--- start of Data to process ---

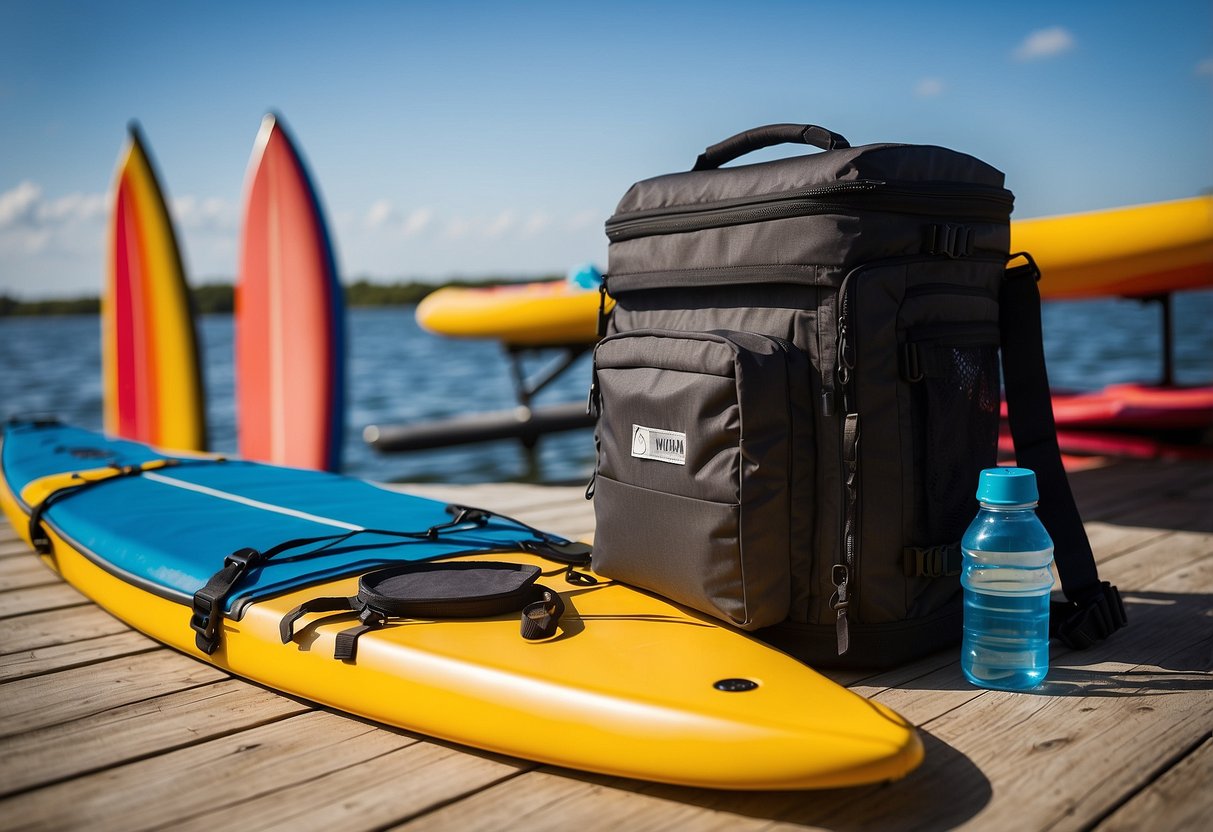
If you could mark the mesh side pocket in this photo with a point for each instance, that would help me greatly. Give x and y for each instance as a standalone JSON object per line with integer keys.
{"x": 956, "y": 404}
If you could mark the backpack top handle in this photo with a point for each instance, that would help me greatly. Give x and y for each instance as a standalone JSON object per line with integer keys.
{"x": 767, "y": 136}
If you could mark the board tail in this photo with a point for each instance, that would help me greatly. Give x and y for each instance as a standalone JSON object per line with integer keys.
{"x": 152, "y": 382}
{"x": 289, "y": 314}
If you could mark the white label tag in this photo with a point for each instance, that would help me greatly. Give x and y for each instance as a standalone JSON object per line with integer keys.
{"x": 658, "y": 444}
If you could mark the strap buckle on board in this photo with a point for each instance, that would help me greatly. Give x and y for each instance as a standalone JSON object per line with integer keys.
{"x": 208, "y": 610}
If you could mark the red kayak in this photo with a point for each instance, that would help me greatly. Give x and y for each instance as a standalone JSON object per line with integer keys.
{"x": 1134, "y": 408}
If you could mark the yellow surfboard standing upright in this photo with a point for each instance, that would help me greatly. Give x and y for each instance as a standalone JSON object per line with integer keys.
{"x": 152, "y": 370}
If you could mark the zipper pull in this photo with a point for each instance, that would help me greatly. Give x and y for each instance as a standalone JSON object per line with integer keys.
{"x": 602, "y": 308}
{"x": 841, "y": 600}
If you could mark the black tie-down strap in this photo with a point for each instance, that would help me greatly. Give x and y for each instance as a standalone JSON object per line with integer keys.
{"x": 1093, "y": 609}
{"x": 450, "y": 590}
{"x": 210, "y": 602}
{"x": 38, "y": 536}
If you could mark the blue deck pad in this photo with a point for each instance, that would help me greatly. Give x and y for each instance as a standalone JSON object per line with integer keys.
{"x": 171, "y": 529}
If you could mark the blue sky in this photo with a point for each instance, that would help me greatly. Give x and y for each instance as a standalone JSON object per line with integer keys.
{"x": 471, "y": 138}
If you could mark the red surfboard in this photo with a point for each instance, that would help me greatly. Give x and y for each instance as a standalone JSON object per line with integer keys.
{"x": 289, "y": 315}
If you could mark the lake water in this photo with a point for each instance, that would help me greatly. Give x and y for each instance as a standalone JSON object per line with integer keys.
{"x": 398, "y": 374}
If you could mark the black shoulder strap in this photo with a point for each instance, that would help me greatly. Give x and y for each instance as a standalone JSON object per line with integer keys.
{"x": 1093, "y": 609}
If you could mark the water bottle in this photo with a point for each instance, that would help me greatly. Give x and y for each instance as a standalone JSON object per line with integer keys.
{"x": 1007, "y": 577}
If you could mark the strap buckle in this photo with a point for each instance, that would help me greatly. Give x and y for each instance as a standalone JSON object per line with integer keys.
{"x": 1092, "y": 619}
{"x": 208, "y": 608}
{"x": 205, "y": 621}
{"x": 951, "y": 240}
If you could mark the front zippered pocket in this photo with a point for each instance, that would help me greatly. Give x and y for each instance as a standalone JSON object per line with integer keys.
{"x": 700, "y": 439}
{"x": 957, "y": 201}
{"x": 916, "y": 359}
{"x": 952, "y": 372}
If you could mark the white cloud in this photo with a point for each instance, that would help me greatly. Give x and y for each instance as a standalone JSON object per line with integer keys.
{"x": 417, "y": 221}
{"x": 20, "y": 205}
{"x": 928, "y": 87}
{"x": 212, "y": 215}
{"x": 457, "y": 228}
{"x": 380, "y": 214}
{"x": 500, "y": 224}
{"x": 1044, "y": 44}
{"x": 581, "y": 220}
{"x": 536, "y": 223}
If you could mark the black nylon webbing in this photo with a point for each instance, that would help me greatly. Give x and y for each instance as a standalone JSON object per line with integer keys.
{"x": 1030, "y": 415}
{"x": 1094, "y": 610}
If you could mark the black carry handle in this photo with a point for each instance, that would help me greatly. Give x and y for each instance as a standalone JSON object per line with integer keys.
{"x": 772, "y": 134}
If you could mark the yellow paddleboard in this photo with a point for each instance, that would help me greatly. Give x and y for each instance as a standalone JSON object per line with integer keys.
{"x": 1131, "y": 251}
{"x": 628, "y": 685}
{"x": 151, "y": 365}
{"x": 531, "y": 314}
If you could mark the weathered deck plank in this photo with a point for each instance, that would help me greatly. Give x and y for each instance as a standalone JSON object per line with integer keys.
{"x": 97, "y": 724}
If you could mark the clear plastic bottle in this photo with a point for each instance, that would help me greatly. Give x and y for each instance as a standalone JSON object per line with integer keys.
{"x": 1007, "y": 579}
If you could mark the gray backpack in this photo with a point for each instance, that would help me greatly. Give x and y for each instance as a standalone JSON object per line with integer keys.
{"x": 799, "y": 383}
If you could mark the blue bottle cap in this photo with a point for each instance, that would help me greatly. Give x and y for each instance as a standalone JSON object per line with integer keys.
{"x": 1007, "y": 486}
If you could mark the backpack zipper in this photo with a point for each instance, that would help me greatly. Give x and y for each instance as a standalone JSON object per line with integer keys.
{"x": 952, "y": 200}
{"x": 846, "y": 565}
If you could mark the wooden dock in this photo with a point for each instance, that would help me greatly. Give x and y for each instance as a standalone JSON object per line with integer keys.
{"x": 103, "y": 729}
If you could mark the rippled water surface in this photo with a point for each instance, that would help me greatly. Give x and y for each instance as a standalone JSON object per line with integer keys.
{"x": 400, "y": 374}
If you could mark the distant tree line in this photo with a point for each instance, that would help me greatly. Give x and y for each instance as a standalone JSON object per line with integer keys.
{"x": 220, "y": 297}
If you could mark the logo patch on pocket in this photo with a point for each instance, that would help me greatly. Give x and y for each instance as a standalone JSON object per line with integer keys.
{"x": 658, "y": 444}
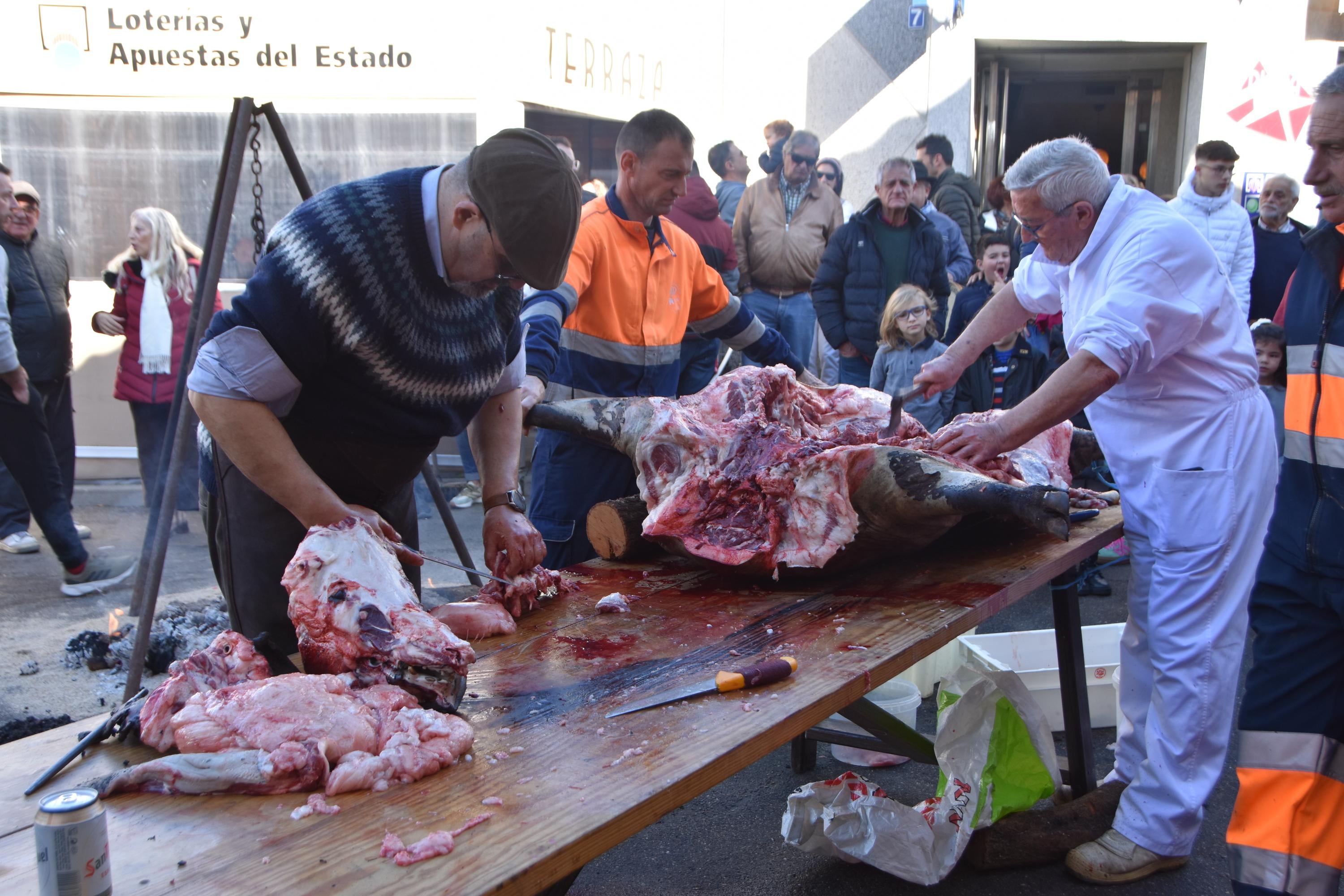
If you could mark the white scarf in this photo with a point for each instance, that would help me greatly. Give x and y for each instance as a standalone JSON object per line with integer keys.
{"x": 155, "y": 327}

--- end of Data to process ---

Set exercise
Copy each line in full and exactly, omitting any picture.

Task answer
If you could mark the mesh side pocket in this photo with a point for each instance, that would help me greatly. Give x and y for each instance as a standalone JSON object per line with integer keys.
{"x": 956, "y": 404}
If you could mark the backpack top handle in this photo with a point for each instance, that would help me greatly. Give x and y for each instance as a standalone JSON object per line with integer keys.
{"x": 767, "y": 136}
If you could mark the board tail in this photo with a point for each instance, that would help me greatly. Give x and y for each instance as a standalone JSON object per line with integer keys.
{"x": 152, "y": 382}
{"x": 289, "y": 314}
If you could mark the white label tag in this photo with a point for each instance, that would help me greatly. Give x and y for each instance as a standalone JSON object per line with integer keys.
{"x": 658, "y": 444}
If you could mark the strap buckle on board in this photo with a point for each instance, that would help me greatly. Give x and y for each instance as a standalone JSON object per line with integer keys.
{"x": 208, "y": 610}
If you could mark the red kayak in this photo with a point for each instance, that would help me greatly. Give x and y for each instance as a standalone JSON object per line with integer keys.
{"x": 1134, "y": 408}
If you could mark the yellow surfboard standing upright in this photo with a point for each instance, that would help me greatly. Give x and y for each instance as a standalone JSON object per line with integer keys.
{"x": 152, "y": 370}
If you could mark the zipper pull in this photo with a point for each instance, that would help me greatly. Give x and y for each instance as a standalone JSON object per line with integer keys.
{"x": 602, "y": 308}
{"x": 841, "y": 600}
If you could mark the black tie-down strap in this photo with a point for each instance, that would help me greatly. Give x and y for each instance as a standalone JSON object per line with integer keys.
{"x": 1093, "y": 609}
{"x": 450, "y": 590}
{"x": 210, "y": 602}
{"x": 38, "y": 536}
If you could mark the blue deck pad in this photo with a point for each instance, that would help me greatly. Give x and y for each instance as a standalone JSON object per line with integer keys.
{"x": 171, "y": 529}
If you could mark the blue sky in this photo with a point for each instance, that would help me greatly. Give x and y for each instance as a standalone JSON object per line with integer keys.
{"x": 471, "y": 138}
If you could mark the red surfboard in this photo with a point for each instance, that would help me greatly. Give x and y for each instance as a standalone JSON object per line with integer keys.
{"x": 289, "y": 315}
If you could mark the lake water in this photo with a point for each instance, that would help me greatly. Give x and y for each instance as a standalone JSON object per line with integer keys.
{"x": 398, "y": 374}
If you could mark the black shoulder strap in this photo with a point for each instance, that would help me greatly. Give x and y for each instance as a standalone JSON object per line with integer keys.
{"x": 1093, "y": 609}
If you could mark the water bottle in this photo with a point for each instance, that would help me greatly. Give x and y for each instance as a standalone JSON object per line with integer keys.
{"x": 1007, "y": 577}
If you could mark the strap buckle in this photo with a point for each instance, that would help me greatly. Give x and y for each instance as a standalone JSON object per line with integer keys.
{"x": 1092, "y": 619}
{"x": 208, "y": 608}
{"x": 205, "y": 621}
{"x": 951, "y": 240}
If you could mark the front zippered pocket in this photo with a point for each instance, that would help me greatly. Give x and y for each instance as a standalone JSON object per line with integer keys.
{"x": 700, "y": 439}
{"x": 957, "y": 201}
{"x": 916, "y": 359}
{"x": 952, "y": 372}
If you could mark the white cloud in this photo with a point for each instance, that would help me greatly. Give x and y for each instance as a standalone JSON object per line with integer keys.
{"x": 417, "y": 221}
{"x": 20, "y": 205}
{"x": 928, "y": 87}
{"x": 212, "y": 215}
{"x": 457, "y": 228}
{"x": 380, "y": 214}
{"x": 500, "y": 224}
{"x": 1044, "y": 44}
{"x": 581, "y": 220}
{"x": 536, "y": 223}
If you could mark the black nylon webbing in this photo with a point for each instance, that would help me greatly. Give x and y for each instance as a standalone JSON object per line with integer keys.
{"x": 1030, "y": 415}
{"x": 1094, "y": 610}
If you could mark the black carry handle in this photo with a point for each instance, that would help me greatly. Give x and y for each instance as a standalone JSON object per line with integer keys.
{"x": 772, "y": 134}
If you could mark the yellow paddleboard in this photo with a point for each instance, that would help me greatly. Give x and y for each instance as a standalone JSON object per line with integer keys.
{"x": 1131, "y": 251}
{"x": 628, "y": 685}
{"x": 151, "y": 365}
{"x": 531, "y": 314}
If you could mark the weathered deck plank in this photo with a point for each instance, that would help me greatly. Give x and y for each instance as a standalone JSON object per line with integer keys.
{"x": 97, "y": 724}
If you could mark the clear plastic bottle in this photo with a point for each instance, that would help me greatly. Give x and y for each instance as a standalone JSON object per line with integer keys.
{"x": 1007, "y": 579}
If you could mark the gray backpack in this photo with a point for each instance, that would help me greatly. Give x and y for each instance as a standalone JSON object per line with integer keys.
{"x": 799, "y": 383}
If you could mark the blue bottle cap in this photo with a point for each instance, that would help me greatly. Give x and y for each instance as a standalone JSON object per line with integer keys.
{"x": 1007, "y": 486}
If you could mark the backpack zipper in this photo with a point for each instance, that would help me greatly. Give x and y for each instance as a standalone JSON object per line with integer keys.
{"x": 952, "y": 200}
{"x": 846, "y": 565}
If you could mark the wooden dock in this photo with a point for each instance, that would help me greatly. Give x and y for each instance as a standalone JSON object per line with integer keys.
{"x": 103, "y": 729}
If you could mark the rippled water surface in this photo with a point for each instance, that would help me greatly. Give x and y for each instance as a standalone JSON object per line with integer keys.
{"x": 400, "y": 374}
If you could mark the distant tree line in this photo with a point for each instance, that would help me greatly. Give x and y for each instance as a standalone JSON object per line with integer keys.
{"x": 220, "y": 297}
If you could mark the logo patch on pocket in this photo with a point for each instance, that would help me greatly. Give x and y for each instance as a standalone JSON object per line with integer keys.
{"x": 658, "y": 444}
If you could mark the white scarf in this photo with a point for each instance, that would help me greatly. Give x and y for each instance as a standalone JSON object per line with integer keys.
{"x": 155, "y": 327}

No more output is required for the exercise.